| Information shown |
────────────────

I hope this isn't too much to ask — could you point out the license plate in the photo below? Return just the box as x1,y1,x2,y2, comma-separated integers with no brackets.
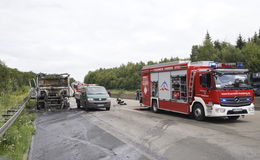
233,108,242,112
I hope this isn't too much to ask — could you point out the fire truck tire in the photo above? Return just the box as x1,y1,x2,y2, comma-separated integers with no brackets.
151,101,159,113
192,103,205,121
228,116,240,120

────────────────

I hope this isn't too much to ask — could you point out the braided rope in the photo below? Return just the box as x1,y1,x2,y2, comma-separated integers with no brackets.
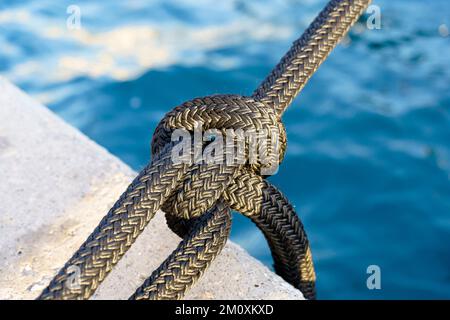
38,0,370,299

────────────────

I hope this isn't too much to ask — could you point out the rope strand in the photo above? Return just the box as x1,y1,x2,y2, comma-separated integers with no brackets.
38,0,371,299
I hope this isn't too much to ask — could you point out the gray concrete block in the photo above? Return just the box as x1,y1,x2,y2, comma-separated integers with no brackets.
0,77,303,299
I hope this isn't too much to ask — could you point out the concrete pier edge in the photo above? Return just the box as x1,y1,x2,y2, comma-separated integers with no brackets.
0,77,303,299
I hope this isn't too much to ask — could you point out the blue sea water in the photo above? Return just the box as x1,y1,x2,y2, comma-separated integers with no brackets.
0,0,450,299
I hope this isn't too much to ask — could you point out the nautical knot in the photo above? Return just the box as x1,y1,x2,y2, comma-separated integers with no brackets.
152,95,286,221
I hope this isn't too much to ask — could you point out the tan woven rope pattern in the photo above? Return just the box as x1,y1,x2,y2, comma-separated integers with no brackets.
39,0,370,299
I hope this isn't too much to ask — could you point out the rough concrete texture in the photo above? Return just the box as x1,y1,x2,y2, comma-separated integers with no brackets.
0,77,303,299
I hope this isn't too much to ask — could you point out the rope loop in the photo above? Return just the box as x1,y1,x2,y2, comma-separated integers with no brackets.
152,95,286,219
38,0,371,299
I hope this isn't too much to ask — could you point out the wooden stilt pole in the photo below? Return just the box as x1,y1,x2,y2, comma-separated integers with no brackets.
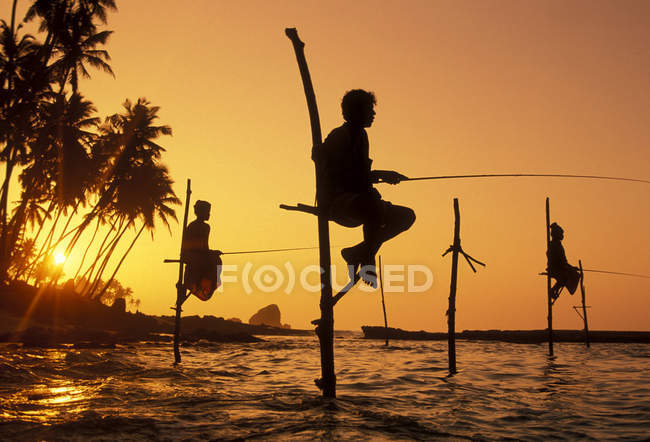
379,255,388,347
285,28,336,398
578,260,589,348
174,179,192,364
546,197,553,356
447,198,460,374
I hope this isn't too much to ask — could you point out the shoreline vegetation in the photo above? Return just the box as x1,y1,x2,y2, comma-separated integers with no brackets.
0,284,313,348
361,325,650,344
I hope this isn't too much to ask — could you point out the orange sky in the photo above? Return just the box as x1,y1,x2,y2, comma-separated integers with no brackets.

────────────────

| Exercise requirements |
Could you turn everything from the line containing "out the braided" down to the line containing "38,0,370,299" into a Markdown table with the columns No. and Line, one row per line, leaving out the picture and any blank lines?

| Output for this task |
| No. | Line |
|---|---|
| 1 | I hope this isn't too much to ask — could you point out the braided rope in the photo below? Return just the box as x1,y1,x2,y2, comma-separated integers with no brackets. |
| 2 | 38,0,370,299 |